> [About this exercise]
Could you print all of the data below again, exactly?
<<<<
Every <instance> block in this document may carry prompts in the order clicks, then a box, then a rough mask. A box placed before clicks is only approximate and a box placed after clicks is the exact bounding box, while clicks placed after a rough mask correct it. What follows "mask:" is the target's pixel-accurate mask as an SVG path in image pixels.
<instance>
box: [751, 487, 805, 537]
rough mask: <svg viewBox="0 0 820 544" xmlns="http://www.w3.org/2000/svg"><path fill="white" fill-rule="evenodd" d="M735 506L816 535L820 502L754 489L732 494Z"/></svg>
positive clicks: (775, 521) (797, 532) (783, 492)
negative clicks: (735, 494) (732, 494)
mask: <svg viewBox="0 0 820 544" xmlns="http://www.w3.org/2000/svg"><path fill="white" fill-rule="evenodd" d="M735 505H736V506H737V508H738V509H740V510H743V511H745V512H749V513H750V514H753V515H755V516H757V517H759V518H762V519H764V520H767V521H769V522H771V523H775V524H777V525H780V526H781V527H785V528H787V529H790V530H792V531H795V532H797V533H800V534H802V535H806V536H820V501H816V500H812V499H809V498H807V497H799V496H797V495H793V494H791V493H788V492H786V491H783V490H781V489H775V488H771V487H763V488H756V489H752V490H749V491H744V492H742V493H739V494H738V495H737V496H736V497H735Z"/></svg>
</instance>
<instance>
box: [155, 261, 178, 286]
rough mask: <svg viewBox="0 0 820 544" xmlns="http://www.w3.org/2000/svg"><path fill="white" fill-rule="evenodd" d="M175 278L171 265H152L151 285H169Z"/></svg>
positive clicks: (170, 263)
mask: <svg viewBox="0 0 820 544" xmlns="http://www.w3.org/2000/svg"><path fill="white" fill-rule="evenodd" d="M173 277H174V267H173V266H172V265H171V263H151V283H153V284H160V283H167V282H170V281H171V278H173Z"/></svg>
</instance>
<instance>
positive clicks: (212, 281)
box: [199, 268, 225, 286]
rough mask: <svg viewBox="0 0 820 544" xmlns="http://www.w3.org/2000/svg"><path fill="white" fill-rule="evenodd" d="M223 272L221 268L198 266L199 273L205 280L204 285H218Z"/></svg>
>>>>
> [Expected answer]
Every <instance> block in this document may carry prompts in the order clicks, then a box, then a rough mask. A box placed before clicks is only approximate and a box placed after clicks is the exact bounding box, while clicks placed after a rough mask correct it. What follows "mask:" is the target's pixel-accurate mask as an SVG path in image pixels.
<instance>
box: [751, 487, 805, 537]
rough mask: <svg viewBox="0 0 820 544" xmlns="http://www.w3.org/2000/svg"><path fill="white" fill-rule="evenodd" d="M735 506L816 535L820 502L754 489L732 494Z"/></svg>
positive clicks: (775, 521) (797, 532) (783, 492)
negative clicks: (735, 494) (732, 494)
mask: <svg viewBox="0 0 820 544" xmlns="http://www.w3.org/2000/svg"><path fill="white" fill-rule="evenodd" d="M735 505H736V506H737V508H738V509H740V510H743V511H745V512H749V513H750V514H753V515H755V516H757V517H759V518H762V519H764V520H767V521H769V522H771V523H775V524H777V525H780V526H781V527H785V528H787V529H790V530H792V531H795V532H797V533H800V534H802V535H806V536H820V501H816V500H812V499H809V498H807V497H799V496H797V495H793V494H791V493H788V492H786V491H783V490H781V489H775V488H771V487H763V488H756V489H752V490H749V491H744V492H742V493H739V494H738V495H737V496H736V497H735Z"/></svg>
</instance>
<instance>
box: [155, 261, 178, 286]
rough mask: <svg viewBox="0 0 820 544" xmlns="http://www.w3.org/2000/svg"><path fill="white" fill-rule="evenodd" d="M175 278L171 265H152L151 285H169Z"/></svg>
positive clicks: (170, 263)
mask: <svg viewBox="0 0 820 544" xmlns="http://www.w3.org/2000/svg"><path fill="white" fill-rule="evenodd" d="M173 277H174V267H173V266H172V265H171V263H151V283H153V284H160V283H167V282H170V281H171V278H173Z"/></svg>
</instance>
<instance>
positive clicks: (212, 281)
box: [199, 268, 225, 286]
rough mask: <svg viewBox="0 0 820 544" xmlns="http://www.w3.org/2000/svg"><path fill="white" fill-rule="evenodd" d="M223 272L221 268L198 266L199 273L205 280L204 285H218Z"/></svg>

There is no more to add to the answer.